Making Justice at Nuremberg, 1945 - 1946



Making Justice at Nuremberg, 1945 - 1946

By Professor Richard Overy

Did the flawed justice of the Nuremberg trials achieve a better result than Britain's preferred plan of simply shooting Nazi war criminals as and when they were found?

Victors and judges

When Hermann Goering, the most senior of the National Socialist politicians captured by the Allies at the end of World War Two, was handed a copy of the statement indicting him of war crimes and crimes against humanity, he scribbled on the margins: 'The victor will always be the judge and the vanquished the accused'.

'The guilt of such individuals ... is so black that they fall outside ... any judicial process.'

He was not the only person to express this thought. The idea that the war crimes trials at the end of World War Two were expressions of a legally dubious 'victors' justice' was not confined only to those who were its victims. Even on the Allied side there were senior legal experts who doubted the legality of the whole process. The four victorious Allies themselves argued for months over the vexed question of who to put on trial and on what charges.

The origin of these arguments lay much earlier in the war years, when the western Allies first began to think about the treatment to be meted out to Adolf Hitler and the rest of the German leadership if the Allies won the war. The inclination of the British government and of the prime minister, Winston Churchill, in particular, was simply to shoot Axis leaders out-of-hand, as outlaws, once they were caught.

The plan was to allow senior officers in the field to confirm the identity of the prisoner, and then to execute them by firing squad within six hours. A long list was drawn up of those deemed to be 'war criminals'. No attempt was made to identify their specific crimes. 'The guilt of such individuals,' announced Britain's foreign secretary, Anthony Eden, in 1942, 'is so black that they fall outside ... any judicial process.' At the end of the war in Europe, in May 1945, the firing-squad plan was still the preferred option of British leaders, including Churchill.

Neither the Soviet nor the American government was happy with the British suggestion. Though both states shared the view that they faced an evil regime, they both favoured some formal process of law, the Soviet Union because it was felt necessary to display publicly the guilt of the accused, the United States because there existed powerful voices in Washington decrying the idea that democratic states should simply murder their enemies.

Wrangling

Nazi war criminal Erich Wentzel, on the day of his execution, 1946 © When the one-time judge, Harry Truman, became US president on the death of Franklin D. Roosevelt in April 1945, he insisted that enemy leaders should be given a formal trial based on western practice, with clear charges and the right to a defence. When the three wartime partners - the British, Americans and Russians - met in San Francisco in May 1945 to thrash out the basis for what became the United Nations, the British delegates were outmanoeuvred, and a decision was taken to establish a military tribunal to try the cases of those senior politicians and soldiers captured following Germany's defeat.

----------

Request A.
In the entries, write out again everything from the line containing "of the debris" down to the line containing "[[490, 304]]", both ends included and requests kept as they are, but multiply every coordinate in the answers by 0.8 and round to whole numbers, halves up. Give only those lines.

----------

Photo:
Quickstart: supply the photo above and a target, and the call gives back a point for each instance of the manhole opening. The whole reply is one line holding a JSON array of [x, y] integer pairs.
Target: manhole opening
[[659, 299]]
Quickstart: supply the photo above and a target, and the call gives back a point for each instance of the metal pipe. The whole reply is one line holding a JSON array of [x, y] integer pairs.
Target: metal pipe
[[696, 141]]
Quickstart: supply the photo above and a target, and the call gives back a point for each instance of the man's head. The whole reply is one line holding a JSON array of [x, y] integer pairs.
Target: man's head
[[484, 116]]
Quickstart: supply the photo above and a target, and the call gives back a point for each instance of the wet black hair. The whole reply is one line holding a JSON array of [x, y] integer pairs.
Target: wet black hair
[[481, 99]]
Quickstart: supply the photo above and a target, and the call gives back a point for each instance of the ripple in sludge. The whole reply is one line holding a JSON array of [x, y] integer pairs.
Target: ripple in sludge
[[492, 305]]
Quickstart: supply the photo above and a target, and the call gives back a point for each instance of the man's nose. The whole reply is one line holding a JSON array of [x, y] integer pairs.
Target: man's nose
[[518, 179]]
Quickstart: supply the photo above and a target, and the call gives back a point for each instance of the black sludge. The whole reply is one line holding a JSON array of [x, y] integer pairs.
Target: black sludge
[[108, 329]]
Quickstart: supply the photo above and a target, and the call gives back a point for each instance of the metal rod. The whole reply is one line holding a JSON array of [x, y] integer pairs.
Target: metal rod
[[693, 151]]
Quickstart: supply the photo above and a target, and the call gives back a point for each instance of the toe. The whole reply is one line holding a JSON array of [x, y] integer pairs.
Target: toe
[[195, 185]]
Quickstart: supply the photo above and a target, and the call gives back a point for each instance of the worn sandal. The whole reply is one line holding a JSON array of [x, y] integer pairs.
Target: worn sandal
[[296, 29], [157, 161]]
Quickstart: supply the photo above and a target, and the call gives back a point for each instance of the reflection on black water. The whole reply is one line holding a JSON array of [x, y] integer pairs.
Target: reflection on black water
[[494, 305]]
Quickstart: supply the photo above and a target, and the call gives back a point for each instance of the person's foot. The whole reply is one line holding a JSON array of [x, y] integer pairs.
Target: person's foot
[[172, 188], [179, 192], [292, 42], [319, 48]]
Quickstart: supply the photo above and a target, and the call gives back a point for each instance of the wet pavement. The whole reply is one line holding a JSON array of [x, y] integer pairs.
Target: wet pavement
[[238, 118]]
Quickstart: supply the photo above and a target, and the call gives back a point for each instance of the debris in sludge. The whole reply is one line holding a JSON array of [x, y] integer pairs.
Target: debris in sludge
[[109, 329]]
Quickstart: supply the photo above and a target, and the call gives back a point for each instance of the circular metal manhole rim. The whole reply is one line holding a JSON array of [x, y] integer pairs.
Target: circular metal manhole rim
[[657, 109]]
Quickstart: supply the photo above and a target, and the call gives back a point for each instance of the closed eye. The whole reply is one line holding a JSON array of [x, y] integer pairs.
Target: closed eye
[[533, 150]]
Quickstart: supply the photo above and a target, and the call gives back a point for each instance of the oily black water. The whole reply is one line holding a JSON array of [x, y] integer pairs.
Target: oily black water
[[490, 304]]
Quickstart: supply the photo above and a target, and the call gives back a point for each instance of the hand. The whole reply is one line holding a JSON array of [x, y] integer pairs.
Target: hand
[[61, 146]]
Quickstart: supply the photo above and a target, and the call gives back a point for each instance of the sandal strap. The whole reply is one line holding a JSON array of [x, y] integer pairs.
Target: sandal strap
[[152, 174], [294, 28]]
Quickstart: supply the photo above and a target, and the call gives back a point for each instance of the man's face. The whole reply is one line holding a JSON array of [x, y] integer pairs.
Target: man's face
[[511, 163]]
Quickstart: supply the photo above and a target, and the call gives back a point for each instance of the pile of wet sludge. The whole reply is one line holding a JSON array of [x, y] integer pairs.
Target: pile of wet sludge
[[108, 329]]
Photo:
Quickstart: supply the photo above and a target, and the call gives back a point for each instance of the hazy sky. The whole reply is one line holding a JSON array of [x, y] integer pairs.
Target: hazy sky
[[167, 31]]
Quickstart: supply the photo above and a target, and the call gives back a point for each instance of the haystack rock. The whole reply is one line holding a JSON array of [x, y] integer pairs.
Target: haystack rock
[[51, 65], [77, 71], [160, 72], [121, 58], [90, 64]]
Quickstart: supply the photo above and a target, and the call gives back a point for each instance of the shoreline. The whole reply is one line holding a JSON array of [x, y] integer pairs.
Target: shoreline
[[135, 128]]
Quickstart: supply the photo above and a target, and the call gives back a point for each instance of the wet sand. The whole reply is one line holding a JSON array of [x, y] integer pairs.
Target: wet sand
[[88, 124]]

----------

Request B.
According to the article on the Nuremberg trials, how soon after a prisoner's identity was confirmed did the British plan call for execution by firing squad?

Task output A.
Quickstart: supply the photo above and a target, and the call gives back a point for each instance of the debris in sludge. The whole reply is one line holding a JSON array of [x, y] integer pairs.
Target: debris in sludge
[[87, 263]]
Quickstart: supply the photo above and a target, and the call gives back a point for each instance of the circular metal manhole rim. The whole reply is one line holding a JSON array of [x, y] integer pairs.
Target: circular metal manhole rim
[[526, 87]]
Quickstart: supply the photo above and a target, and the call gives back a point for each instance of the closed eye. The whole reply is one line holding a JSON array of [x, y] integer pairs.
Target: closed eye
[[426, 120]]
Quickstart: supply the photo above and a target, and the call gives back a point for each instance of the oily black water. The whole reply is one line holding a JSON array of [x, y] integer pairs.
Target: oily black water
[[392, 243]]

Task output B.
Within six hours.